Please update the lines from the line with "Where can the lapel" to the line with "Query: lapel pin badge", changing "lapel pin badge" to "collar pin" and leaving everything else the same. Give back only those lines.

═════ Provided records

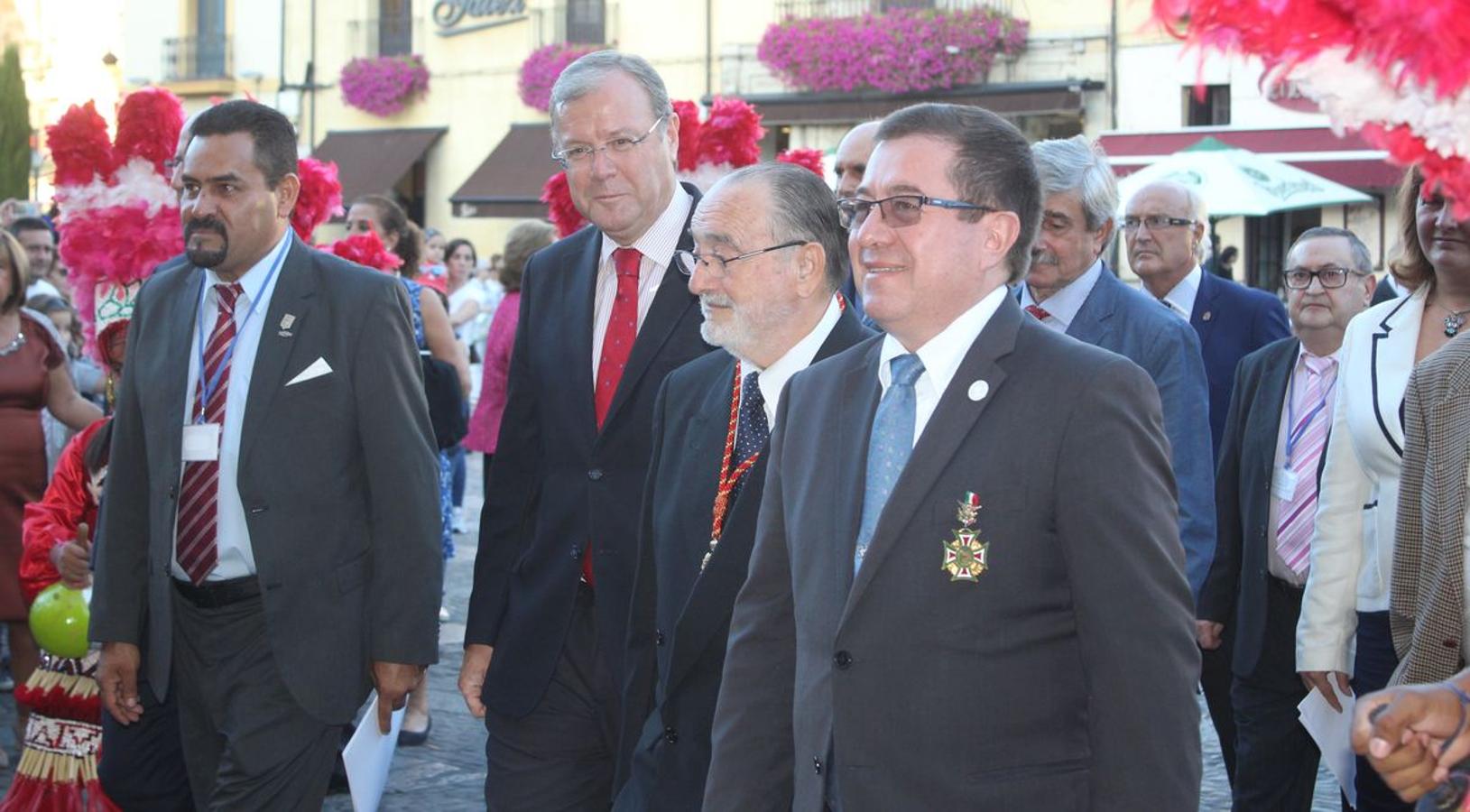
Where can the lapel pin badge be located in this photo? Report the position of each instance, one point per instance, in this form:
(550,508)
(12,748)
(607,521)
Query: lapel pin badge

══════════
═════ Provided records

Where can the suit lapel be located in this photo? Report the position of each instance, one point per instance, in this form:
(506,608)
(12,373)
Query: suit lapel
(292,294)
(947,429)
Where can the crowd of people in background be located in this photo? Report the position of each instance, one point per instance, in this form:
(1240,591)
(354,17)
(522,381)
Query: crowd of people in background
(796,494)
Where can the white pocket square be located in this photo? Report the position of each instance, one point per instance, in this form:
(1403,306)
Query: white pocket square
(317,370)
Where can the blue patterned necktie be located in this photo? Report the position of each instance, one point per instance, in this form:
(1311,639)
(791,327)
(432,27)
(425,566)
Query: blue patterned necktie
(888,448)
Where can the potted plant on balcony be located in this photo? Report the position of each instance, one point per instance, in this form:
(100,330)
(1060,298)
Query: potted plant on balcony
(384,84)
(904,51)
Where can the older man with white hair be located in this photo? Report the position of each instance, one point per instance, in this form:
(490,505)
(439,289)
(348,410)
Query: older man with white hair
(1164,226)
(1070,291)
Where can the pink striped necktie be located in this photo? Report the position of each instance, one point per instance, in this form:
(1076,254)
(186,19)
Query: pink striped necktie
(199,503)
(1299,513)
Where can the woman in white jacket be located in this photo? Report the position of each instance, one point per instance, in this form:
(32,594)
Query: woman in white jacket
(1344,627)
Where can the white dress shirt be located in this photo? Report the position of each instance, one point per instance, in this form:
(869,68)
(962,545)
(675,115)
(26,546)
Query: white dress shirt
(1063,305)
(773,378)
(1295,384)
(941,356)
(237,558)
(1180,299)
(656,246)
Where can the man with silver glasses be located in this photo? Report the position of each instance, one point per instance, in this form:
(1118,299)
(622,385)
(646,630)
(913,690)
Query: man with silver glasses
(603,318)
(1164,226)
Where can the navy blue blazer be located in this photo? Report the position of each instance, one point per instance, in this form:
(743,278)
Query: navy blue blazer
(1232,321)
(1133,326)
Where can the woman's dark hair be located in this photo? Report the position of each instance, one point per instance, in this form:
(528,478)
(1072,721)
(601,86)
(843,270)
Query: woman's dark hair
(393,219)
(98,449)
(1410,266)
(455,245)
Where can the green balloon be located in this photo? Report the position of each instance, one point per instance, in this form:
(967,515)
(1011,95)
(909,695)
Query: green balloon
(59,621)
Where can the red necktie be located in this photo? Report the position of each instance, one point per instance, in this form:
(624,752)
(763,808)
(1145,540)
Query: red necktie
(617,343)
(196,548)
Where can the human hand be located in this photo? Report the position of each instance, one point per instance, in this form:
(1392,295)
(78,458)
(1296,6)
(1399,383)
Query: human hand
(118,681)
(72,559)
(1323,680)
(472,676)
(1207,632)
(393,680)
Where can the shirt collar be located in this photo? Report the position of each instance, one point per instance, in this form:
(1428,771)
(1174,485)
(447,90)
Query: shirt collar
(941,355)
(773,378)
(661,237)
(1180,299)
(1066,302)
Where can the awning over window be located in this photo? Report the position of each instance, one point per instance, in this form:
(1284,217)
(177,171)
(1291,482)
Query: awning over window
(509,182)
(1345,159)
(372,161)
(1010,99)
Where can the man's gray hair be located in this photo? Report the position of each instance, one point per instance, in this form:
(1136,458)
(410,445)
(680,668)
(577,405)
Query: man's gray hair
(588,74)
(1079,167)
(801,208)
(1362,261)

══════════

Written answer
Where can the collar pin be located in this photo? Report the position of each instance, one point per instance, in this form:
(550,508)
(12,748)
(607,521)
Query: collar pin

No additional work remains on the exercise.